■ **GIVEN PROBLEM**
Gather every line in the data below that contains the string "water" and copy each one out. Case counts.

________________________________________

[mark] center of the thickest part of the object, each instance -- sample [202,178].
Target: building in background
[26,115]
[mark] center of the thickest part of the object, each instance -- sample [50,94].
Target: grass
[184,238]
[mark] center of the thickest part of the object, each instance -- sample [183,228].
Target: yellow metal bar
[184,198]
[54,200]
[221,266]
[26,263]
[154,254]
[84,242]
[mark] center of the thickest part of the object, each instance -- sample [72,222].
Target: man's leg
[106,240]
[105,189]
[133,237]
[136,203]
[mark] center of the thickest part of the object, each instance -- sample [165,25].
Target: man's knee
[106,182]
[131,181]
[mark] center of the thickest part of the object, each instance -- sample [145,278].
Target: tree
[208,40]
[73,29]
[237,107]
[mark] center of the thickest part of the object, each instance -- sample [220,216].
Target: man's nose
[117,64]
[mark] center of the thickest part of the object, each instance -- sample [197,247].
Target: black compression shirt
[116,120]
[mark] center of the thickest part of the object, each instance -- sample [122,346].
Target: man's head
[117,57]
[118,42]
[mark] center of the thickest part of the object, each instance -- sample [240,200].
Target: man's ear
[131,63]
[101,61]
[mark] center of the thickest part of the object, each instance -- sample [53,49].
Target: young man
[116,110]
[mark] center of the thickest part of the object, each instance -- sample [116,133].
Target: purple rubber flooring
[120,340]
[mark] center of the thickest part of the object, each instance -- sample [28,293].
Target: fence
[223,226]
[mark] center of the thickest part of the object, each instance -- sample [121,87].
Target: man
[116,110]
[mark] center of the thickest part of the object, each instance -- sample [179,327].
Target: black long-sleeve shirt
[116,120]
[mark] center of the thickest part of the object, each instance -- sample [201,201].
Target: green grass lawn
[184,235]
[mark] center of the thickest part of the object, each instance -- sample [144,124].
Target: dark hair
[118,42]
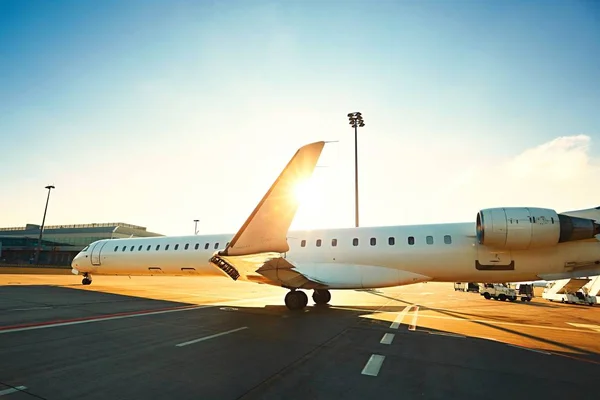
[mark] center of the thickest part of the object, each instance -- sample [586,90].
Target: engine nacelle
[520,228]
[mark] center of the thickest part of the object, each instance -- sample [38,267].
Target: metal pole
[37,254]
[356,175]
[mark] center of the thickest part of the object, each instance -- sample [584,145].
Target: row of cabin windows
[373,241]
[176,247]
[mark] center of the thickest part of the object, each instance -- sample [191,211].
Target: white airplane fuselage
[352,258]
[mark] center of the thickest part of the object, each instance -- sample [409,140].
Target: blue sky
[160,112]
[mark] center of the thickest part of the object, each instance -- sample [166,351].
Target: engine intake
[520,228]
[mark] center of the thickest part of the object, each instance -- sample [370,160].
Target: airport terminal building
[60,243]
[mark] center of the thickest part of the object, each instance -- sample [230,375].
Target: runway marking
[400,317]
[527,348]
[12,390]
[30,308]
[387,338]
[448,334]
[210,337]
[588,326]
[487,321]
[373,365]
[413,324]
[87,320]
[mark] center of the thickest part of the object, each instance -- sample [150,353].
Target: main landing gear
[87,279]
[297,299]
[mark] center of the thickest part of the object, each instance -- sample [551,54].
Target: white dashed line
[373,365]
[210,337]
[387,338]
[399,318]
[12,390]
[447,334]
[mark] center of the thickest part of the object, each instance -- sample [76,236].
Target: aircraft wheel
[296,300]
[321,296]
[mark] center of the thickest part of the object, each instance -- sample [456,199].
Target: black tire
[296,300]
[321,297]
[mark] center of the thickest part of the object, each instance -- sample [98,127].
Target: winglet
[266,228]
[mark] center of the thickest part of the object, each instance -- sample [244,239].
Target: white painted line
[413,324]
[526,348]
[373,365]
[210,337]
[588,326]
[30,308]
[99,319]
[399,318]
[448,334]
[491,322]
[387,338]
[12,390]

________________________________________

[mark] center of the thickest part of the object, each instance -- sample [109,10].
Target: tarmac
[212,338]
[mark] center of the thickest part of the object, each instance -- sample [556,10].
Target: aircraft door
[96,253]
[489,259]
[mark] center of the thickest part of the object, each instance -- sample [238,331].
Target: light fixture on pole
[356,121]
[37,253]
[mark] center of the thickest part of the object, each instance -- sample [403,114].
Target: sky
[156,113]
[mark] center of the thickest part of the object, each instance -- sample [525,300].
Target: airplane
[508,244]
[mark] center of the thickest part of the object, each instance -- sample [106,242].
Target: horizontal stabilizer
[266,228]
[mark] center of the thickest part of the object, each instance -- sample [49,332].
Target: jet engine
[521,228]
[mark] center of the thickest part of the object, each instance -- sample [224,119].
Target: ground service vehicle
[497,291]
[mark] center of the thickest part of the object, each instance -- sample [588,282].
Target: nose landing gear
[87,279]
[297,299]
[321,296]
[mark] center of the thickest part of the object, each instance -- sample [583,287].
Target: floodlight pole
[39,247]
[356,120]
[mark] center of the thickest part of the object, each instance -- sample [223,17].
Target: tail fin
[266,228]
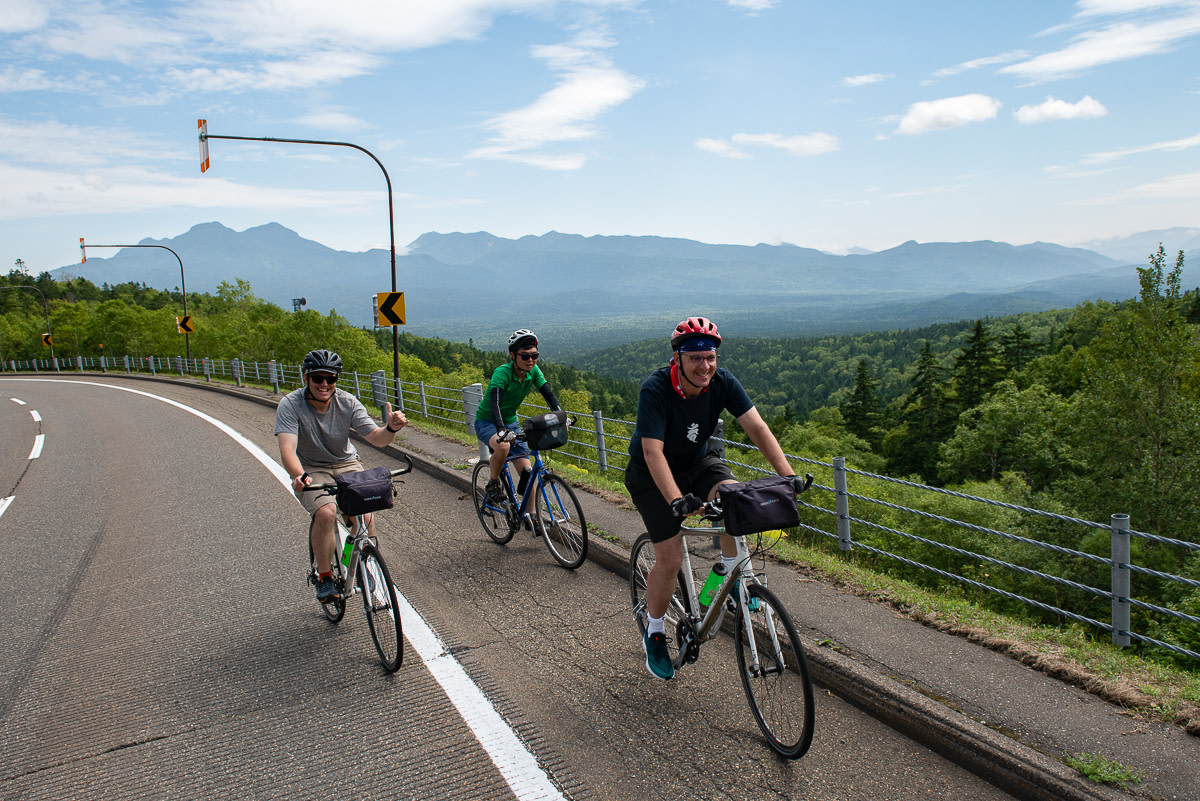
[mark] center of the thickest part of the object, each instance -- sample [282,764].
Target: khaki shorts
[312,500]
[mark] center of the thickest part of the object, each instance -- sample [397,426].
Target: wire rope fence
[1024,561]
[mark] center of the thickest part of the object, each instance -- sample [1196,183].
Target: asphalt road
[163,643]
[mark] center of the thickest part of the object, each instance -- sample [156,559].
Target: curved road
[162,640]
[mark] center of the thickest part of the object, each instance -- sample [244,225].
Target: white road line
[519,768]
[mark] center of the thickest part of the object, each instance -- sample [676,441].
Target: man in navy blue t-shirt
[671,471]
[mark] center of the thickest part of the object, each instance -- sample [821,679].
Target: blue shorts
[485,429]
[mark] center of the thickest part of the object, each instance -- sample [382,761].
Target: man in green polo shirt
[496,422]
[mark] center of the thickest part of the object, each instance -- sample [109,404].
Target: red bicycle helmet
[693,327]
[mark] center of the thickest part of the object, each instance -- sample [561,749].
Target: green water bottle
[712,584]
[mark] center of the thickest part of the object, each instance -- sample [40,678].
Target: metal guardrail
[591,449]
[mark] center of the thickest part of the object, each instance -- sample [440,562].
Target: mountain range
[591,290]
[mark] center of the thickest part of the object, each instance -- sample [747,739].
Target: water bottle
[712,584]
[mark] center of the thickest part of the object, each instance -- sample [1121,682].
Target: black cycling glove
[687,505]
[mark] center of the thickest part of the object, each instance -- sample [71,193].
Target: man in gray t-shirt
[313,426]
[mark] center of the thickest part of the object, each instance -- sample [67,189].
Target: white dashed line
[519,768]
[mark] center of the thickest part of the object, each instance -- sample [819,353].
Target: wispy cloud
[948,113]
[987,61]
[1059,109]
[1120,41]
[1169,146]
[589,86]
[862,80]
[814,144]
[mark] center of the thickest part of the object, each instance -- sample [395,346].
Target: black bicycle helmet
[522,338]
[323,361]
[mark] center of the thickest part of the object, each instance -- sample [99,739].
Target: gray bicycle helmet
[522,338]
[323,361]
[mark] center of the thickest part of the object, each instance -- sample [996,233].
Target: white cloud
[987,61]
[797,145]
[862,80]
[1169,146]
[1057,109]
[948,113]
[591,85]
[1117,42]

________________________________________

■ **ANSWER BELOW**
Target: green water bottle
Target: water bottle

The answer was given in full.